Page text:
───
The Association of Stoma Care Nurses UK Annual Conference, closely following on from Ostomy Awareness Day, Coloplast UK and Ireland has announced that a group of leading experts
(specialist nurses, surgeons, third sector representatives and healthcare consultants) from across this community have come together to launch an exciting, new, independent working group and project:
Advancing Stoma Care Services: Evidence-based Proposals for a Best Practice Pathway (ASCS).
Driven by a shared vision, the group’s aim is to ensure the delivery of consistent high-quality care and management for all patients who need care in England, wherever they live.
Speaking on behalf of the new ASCS project group, Dr Peter Carter, Independent Healthcare Consultant, former CEO of the Royal College of Nursing said:
“I’m excited to be leading this project group and by our shared vision: to implement a practical solution to ensure everyone living with a stoma has access to the same level of care wherever they receive treatment, so that no one is left behind.
To do this, our project will explore what best practice in stoma care looks like, including recognition of the important role of specialist nurses, and ensure that our recommendations are based on the best available, current, valid and relevant evidence.”
In keeping with this year’s conference theme –
‘Making Waves and Influencing Practice’ – the expert project group will undertake research and develop an evidence-based proposal for a national and standardised best practice pathway for stoma care.
This will set out a structured approach to the treatment, management and follow-up that need to be provided by a multidisciplinary team to deliver optimal patient care, whether the stoma surgery is elective or emergency.
The format will follow that of an NHS England Getting It Right First Time (GIRFT) programme of work, although this is not an official GIRFT project.
───
Dataset records:
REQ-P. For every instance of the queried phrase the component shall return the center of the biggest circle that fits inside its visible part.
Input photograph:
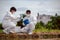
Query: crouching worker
(29, 22)
(9, 22)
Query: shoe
(5, 31)
(30, 33)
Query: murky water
(42, 39)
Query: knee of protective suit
(31, 26)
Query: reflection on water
(42, 39)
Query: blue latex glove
(26, 21)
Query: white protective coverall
(31, 26)
(9, 23)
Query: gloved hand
(26, 21)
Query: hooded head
(12, 10)
(28, 12)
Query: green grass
(46, 30)
(1, 31)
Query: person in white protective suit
───
Reproduce the stoma care project announcement above word for word, in full.

Task response:
The Association of Stoma Care Nurses UK Annual Conference, closely following on from Ostomy Awareness Day, Coloplast UK and Ireland has announced that a group of leading experts
(specialist nurses, surgeons, third sector representatives and healthcare consultants) from across this community have come together to launch an exciting, new, independent working group and project:
Advancing Stoma Care Services: Evidence-based Proposals for a Best Practice Pathway (ASCS).
Driven by a shared vision, the group’s aim is to ensure the delivery of consistent high-quality care and management for all patients who need care in England, wherever they live.
Speaking on behalf of the new ASCS project group, Dr Peter Carter, Independent Healthcare Consultant, former CEO of the Royal College of Nursing said:
“I’m excited to be leading this project group and by our shared vision: to implement a practical solution to ensure everyone living with a stoma has access to the same level of care wherever they receive treatment, so that no one is left behind.
To do this, our project will explore what best practice in stoma care looks like, including recognition of the important role of specialist nurses, and ensure that our recommendations are based on the best available, current, valid and relevant evidence.”
In keeping with this year’s conference theme –
‘Making Waves and Influencing Practice’ – the expert project group will undertake research and develop an evidence-based proposal for a national and standardised best practice pathway for stoma care.
This will set out a structured approach to the treatment, management and follow-up that need to be provided by a multidisciplinary team to deliver optimal patient care, whether the stoma surgery is elective or emergency.
The format will follow that of an NHS England Getting It Right First Time (GIRFT) programme of work, although this is not an official GIRFT project.